:: Provided passage

Speaking about the ISIS threat recently, the White House made news when it said, "We have to address grievances terrorists exploit, including economic grievances." Basically, they identified the ISIS problem as a jobs problem.

My research agrees with that 100%.

Throughout the Middle East, and definitely in Syria and Iraq -- where ISIS has established its "caliphate" -- young men without good jobs get up each morning with zero hope for a great life, zero dream of a family, zero dignity and zero self-respect. These men experience daily humiliation, indignation, desperation and a dangerous form of boredom, regardless of how much education they have received. This is, of course, true for young, out-of-work men around the globe, from Damascus to Detroit; from Fallujah to Ferguson.

But the problem in Muslim societies gets trickier. When you are a hopelessly unemployed young male in a Middle Eastern Muslim culture, you can't get married without a job, so you can't have a family and children. To make matters worse, everyone in your community knows that your life has crashed. You are a loser, a dead-ender. The humiliation is unbearable. To many young men, becoming a radical fighter for the caliphate may be a compelling and liberating temptation.

But Gallup Analytics has found that good jobs and a growing economy -- which is what the whole Middle East and North Africa region are most desperate for -- never happen until the surrounding society feels safe. If people in a city or community cannot say with confidence, "I feel safe walking alone at night in the city or area where I live" (as a Gallup World Poll item puts it), then that community will not produce good jobs or ideas for new businesses. An economy cannot develop or thrive in an environment where families spend most of their time worried about danger and how to stay alive.

::::
:: Provided records

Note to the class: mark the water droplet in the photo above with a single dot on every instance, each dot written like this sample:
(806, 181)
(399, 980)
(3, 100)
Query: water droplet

::::

Given request = According to the passage on ISIS and unemployment, what must happen before good jobs and a growing economy can come about?

The completed task = The surrounding society must feel safe.